WAS ZU TUN IST:
1. Auf welchem Port lauscht Paperless laut der docker-compose.yml im Forenbeitrag zu Paperless?
2. Führe den Forenbeitrag zu Paperless nach seinem letzten Satz weiter.

VORGEGEBENER TEXT:
········

Der user, mit dem paperless läuft heist „scan“

scan@paperless:~ $  ls -la /home/scan/paperless/consume/
total 832
drwxrwxrwx 2 scan scan        0 Apr 16 15:02 .
drwxr-xr-x 5 scan docker   4096 Apr 16 13:18 ..
-rwxrwxrwx 1 scan scan   272757 Apr 16 10:27 TESTDATEI_PER_CONSUME.pdf
-rwxrwxrwx 1 scan scan   279242 Apr 16 15:02 TESTDATEI2_PER_CONSUME.pdf

Das mit Webmin verstehe ich nicht :woozy_face: Ist aber, glaube ich, nicht das Problem…

hier dürfte schon mal der Pfad nicht stimmen.
Ausserdem sollten die files in /paperless-ngx/config residieren und die .env kannst vmtl. löschen.

poste bitte mal folgende ausgaben sowie die docker-compose files .env und yml in codeboxen
„sudo id scan“ diese ID und GID müssen in deiner ENV stehen

Dann muss man weiter gucken.

Auf welcher Basis hast du Paperless überhaupt installiert ?
Stefans Config im Webshop ?

Was meinst du damit? und wenn ich die .env lösche und das falsch war? Stört die evtl.?

scan@paperless:~ $  sudo id scan
uid=1000(scan) gid=1000(scan) groups=1000(scan),4(adm),20(dialout),24(cdrom),27(sudo),29(audio),44(video),46(plugdev),60(games),100(users),102(input),105(render),106(netdev),995(spi),994(i2c),993(gpio),115(lpadmin),991(docker)

.env:

COMPOSE_PROJECT_NAME=paperless

docker-compose.env:

USERMAP_GID=991
PAPERLESS_TIME_ZONE=Europe/Berlin
PAPERLESS_OCR_LANGUAGE=deu
PAPERLESS_SECRET_KEY='GANZ GEHEIM'

docker-compose.yml:

# Docker Compose file for running paperless from the docker container registry.
# This file contains everything paperless needs to run.
# Paperless supports amd64, arm and arm64 hardware.
#
# All compose files of paperless configure paperless in the following way:
#
# - Paperless is (re)started on system boot, if it was running before shutdown.
# - Docker volumes for storing data are managed by Docker.
# - Folders for importing and exporting files are created in the same directory
#   as this file and mounted to the correct folders inside the container.
# - Paperless listens on port 8000.
#
# In addition to that, this Docker Compose file adds the following optional
# configurations:
#
# - Instead of SQLite (default), PostgreSQL is used as the database server.
# - Apache Tika and Gotenberg servers are started with paperless and paperless
#   is configured to use these services. These provide support for consuming
#   Office documents (Word, Excel, Power Point and their LibreOffice counter-
#   parts.
#
# To install and update paperless with this file, do the following:
#
# - Copy this file as 'docker-compose.yml' and the files 'docker-compose.env'
#   and '.env' into a folder.

········

DATENBLOCK:
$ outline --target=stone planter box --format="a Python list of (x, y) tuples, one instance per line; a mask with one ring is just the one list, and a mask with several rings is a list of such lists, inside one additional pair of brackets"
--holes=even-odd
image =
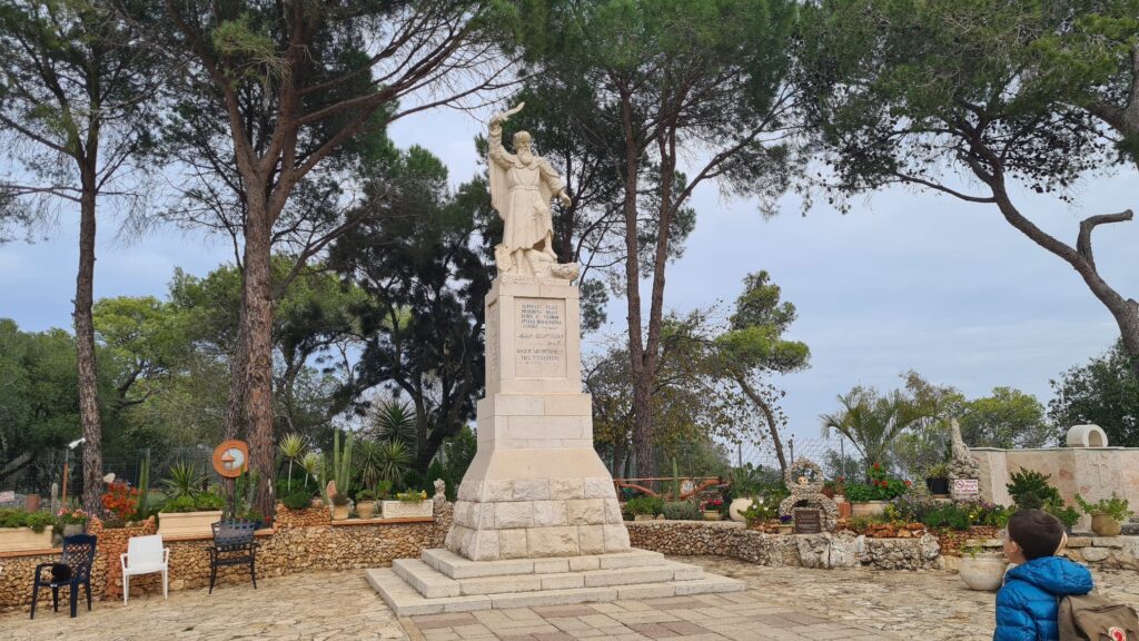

········

ERGEBNISSE NACHEINANDER:
1. Auf Port 8000.

2.
# - Run 'docker compose pull'.
# - Run 'docker compose run --rm webserver createsuperuser' to create a user.
# - Run 'docker compose up -d'.
#
# For more extensive installation and update instructions, refer to the
# documentation.

version: "3.4"
services:
  broker:
    image: docker.io/library/redis:7
    restart: unless-stopped
    volumes:
      - redisdata:/data

  db:
    image: docker.io/library/postgres:15
    restart: unless-stopped
    volumes:
      - pgdata:/var/lib/postgresql/data
    environment:
      POSTGRES_DB: paperless
      POSTGRES_USER: paperless
      POSTGRES_PASSWORD: paperless

  webserver:
    image: ghcr.io/paperless-ngx/paperless-ngx:latest
    restart: unless-stopped
    depends_on:
      - db
      - broker
      - gotenberg
      - tika
    ports:
      - "8000:8000"
    volumes:
      - data:/usr/src/paperless/data
      - /home/scan/paperless:/usr/src/paperless/media
      - ./export:/usr/src/paperless/export
      - /home/scan/paperless/consume:/usr/src/paperless/consume
    env_file: docker-compose.env
    environment:
      PAPERLESS_REDIS: redis://broker:6379
      PAPERLESS_DBHOST: db
      PAPERLESS_TIKA_ENABLED: 1
      PAPERLESS_TIKA_GOTENBERG_ENDPOINT: http://gotenberg:3000
      PAPERLESS_TIKA_ENDPOINT: http://tika:9998

  gotenberg:
    image: docker.io/gotenberg/gotenberg:7.10
    restart: unless-stopped

    # The gotenberg chromium route is used to convert .eml files. We do not
    # want to allow external content like tracking pixels or even javascript.
    command:
      - "gotenberg"
      - "--chromium-disable-javascript=true"
      - "--chromium-allow-list=file:///tmp/.*"

  tika:
    image: ghcr.io/paperless-ngx/tika:latest
    restart: unless-stopped

volumes:
  data:
  pgdata:
  redisdata:

Also meine zwei files sehen selbst auf meinen zwei Pi’s anders aus.
Hier fehlen ganz viele Dinge und wundert mich nicht das es nicht vollständig funktioniert.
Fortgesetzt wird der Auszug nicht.